[Stored records]
┌──
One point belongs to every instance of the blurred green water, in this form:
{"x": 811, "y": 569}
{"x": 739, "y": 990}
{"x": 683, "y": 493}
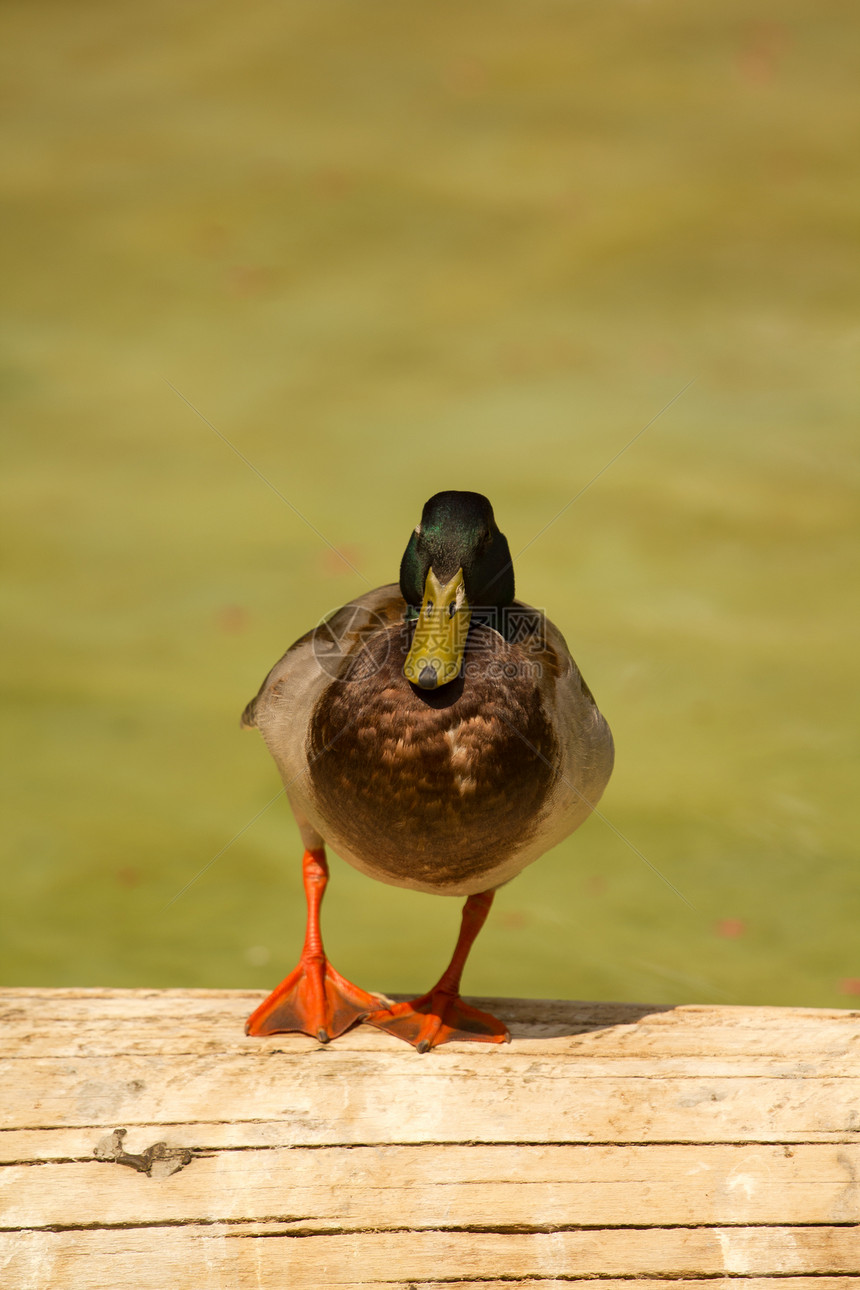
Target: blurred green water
{"x": 387, "y": 250}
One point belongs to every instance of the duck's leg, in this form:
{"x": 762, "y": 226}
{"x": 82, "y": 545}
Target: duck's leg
{"x": 313, "y": 999}
{"x": 441, "y": 1015}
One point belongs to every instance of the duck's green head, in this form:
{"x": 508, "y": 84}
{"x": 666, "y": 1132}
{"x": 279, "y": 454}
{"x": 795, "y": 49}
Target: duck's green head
{"x": 457, "y": 563}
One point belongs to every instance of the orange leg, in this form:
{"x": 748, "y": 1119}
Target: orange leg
{"x": 441, "y": 1015}
{"x": 313, "y": 999}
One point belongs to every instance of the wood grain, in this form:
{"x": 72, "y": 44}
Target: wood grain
{"x": 673, "y": 1146}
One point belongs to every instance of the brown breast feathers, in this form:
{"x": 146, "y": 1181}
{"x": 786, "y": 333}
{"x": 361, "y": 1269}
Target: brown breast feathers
{"x": 436, "y": 786}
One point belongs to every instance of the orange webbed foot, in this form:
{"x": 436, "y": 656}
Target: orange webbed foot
{"x": 437, "y": 1018}
{"x": 315, "y": 1000}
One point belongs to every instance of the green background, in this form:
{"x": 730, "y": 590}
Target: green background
{"x": 387, "y": 249}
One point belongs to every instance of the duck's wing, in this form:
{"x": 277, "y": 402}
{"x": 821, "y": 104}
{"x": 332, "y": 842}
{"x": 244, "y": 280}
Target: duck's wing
{"x": 322, "y": 653}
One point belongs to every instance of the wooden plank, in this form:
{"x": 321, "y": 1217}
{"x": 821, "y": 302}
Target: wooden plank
{"x": 669, "y": 1146}
{"x": 79, "y": 1023}
{"x": 448, "y": 1187}
{"x": 335, "y": 1098}
{"x": 232, "y": 1258}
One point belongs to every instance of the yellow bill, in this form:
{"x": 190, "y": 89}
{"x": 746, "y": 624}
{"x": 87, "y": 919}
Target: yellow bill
{"x": 436, "y": 654}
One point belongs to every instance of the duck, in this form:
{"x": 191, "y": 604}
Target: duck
{"x": 436, "y": 734}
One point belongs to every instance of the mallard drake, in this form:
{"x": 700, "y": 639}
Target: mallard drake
{"x": 437, "y": 734}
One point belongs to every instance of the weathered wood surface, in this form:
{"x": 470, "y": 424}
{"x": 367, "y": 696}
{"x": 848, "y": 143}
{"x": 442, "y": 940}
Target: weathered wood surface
{"x": 689, "y": 1146}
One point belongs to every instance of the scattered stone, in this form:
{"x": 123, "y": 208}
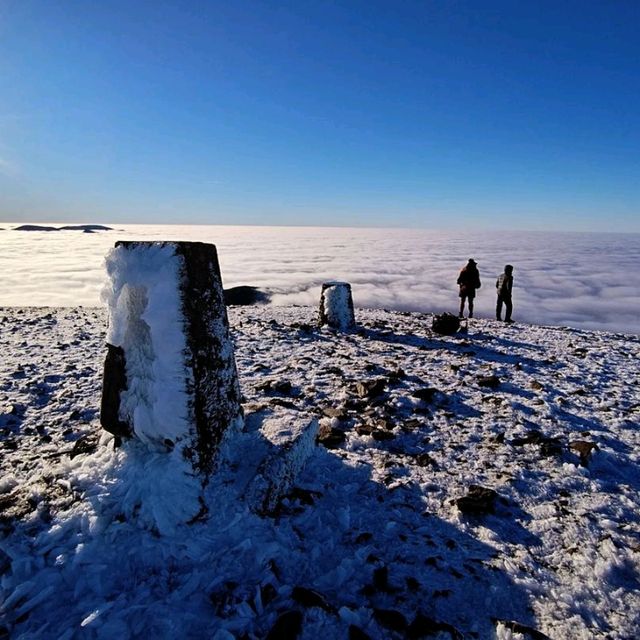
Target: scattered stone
{"x": 370, "y": 388}
{"x": 330, "y": 437}
{"x": 422, "y": 626}
{"x": 245, "y": 295}
{"x": 426, "y": 394}
{"x": 356, "y": 633}
{"x": 381, "y": 435}
{"x": 425, "y": 460}
{"x": 492, "y": 381}
{"x": 516, "y": 627}
{"x": 445, "y": 324}
{"x": 287, "y": 627}
{"x": 478, "y": 501}
{"x": 85, "y": 444}
{"x": 390, "y": 619}
{"x": 584, "y": 449}
{"x": 310, "y": 598}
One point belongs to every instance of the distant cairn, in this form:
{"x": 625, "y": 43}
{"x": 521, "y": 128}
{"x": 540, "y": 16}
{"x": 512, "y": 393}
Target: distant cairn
{"x": 336, "y": 306}
{"x": 170, "y": 379}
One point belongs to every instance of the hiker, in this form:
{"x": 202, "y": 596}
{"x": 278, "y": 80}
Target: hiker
{"x": 504, "y": 286}
{"x": 469, "y": 281}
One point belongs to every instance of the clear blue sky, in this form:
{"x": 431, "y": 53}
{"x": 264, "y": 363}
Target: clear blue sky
{"x": 433, "y": 114}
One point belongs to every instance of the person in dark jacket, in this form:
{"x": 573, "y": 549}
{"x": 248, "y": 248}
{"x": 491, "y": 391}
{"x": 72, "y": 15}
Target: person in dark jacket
{"x": 504, "y": 286}
{"x": 469, "y": 281}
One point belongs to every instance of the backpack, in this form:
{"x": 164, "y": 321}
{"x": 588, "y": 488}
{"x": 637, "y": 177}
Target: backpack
{"x": 445, "y": 324}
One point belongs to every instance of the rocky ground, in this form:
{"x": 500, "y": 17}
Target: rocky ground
{"x": 477, "y": 486}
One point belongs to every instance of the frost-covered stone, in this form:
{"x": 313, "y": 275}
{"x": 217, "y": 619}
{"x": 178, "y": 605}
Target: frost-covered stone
{"x": 336, "y": 306}
{"x": 170, "y": 377}
{"x": 291, "y": 441}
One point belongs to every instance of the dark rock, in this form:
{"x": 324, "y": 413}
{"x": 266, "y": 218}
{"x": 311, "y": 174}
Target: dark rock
{"x": 478, "y": 501}
{"x": 85, "y": 444}
{"x": 445, "y": 324}
{"x": 244, "y": 295}
{"x": 532, "y": 437}
{"x": 551, "y": 447}
{"x": 390, "y": 619}
{"x": 424, "y": 627}
{"x": 381, "y": 578}
{"x": 381, "y": 435}
{"x": 330, "y": 438}
{"x": 365, "y": 429}
{"x": 287, "y": 627}
{"x": 425, "y": 460}
{"x": 356, "y": 633}
{"x": 427, "y": 394}
{"x": 335, "y": 412}
{"x": 268, "y": 593}
{"x": 516, "y": 627}
{"x": 310, "y": 598}
{"x": 370, "y": 388}
{"x": 584, "y": 449}
{"x": 492, "y": 382}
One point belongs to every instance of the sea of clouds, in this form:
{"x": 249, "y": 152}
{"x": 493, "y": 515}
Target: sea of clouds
{"x": 580, "y": 280}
└──
- Task item
Please output exactly the lines between the one holding "Target: green background" and the one holding "One point belongs to every instance of the mallard" in the records above, inclusive, and nothing more.

- Exercise response
Target: green background
{"x": 387, "y": 249}
One point belongs to every instance of the duck's wing, in this form:
{"x": 277, "y": 402}
{"x": 821, "y": 104}
{"x": 332, "y": 842}
{"x": 244, "y": 280}
Target: duck's wing
{"x": 322, "y": 653}
One point belongs to every instance of the wooden plank, in this form:
{"x": 321, "y": 1217}
{"x": 821, "y": 302}
Target: wooden plank
{"x": 669, "y": 1146}
{"x": 79, "y": 1023}
{"x": 448, "y": 1187}
{"x": 335, "y": 1098}
{"x": 232, "y": 1258}
One point belongs to every instance of the yellow bill, in this form:
{"x": 190, "y": 89}
{"x": 746, "y": 624}
{"x": 87, "y": 919}
Target: yellow bill
{"x": 436, "y": 654}
One point belongs to every instance of the duck, in this form:
{"x": 191, "y": 604}
Target: duck
{"x": 436, "y": 734}
One point belongs to every instance of the mallard drake, in this form:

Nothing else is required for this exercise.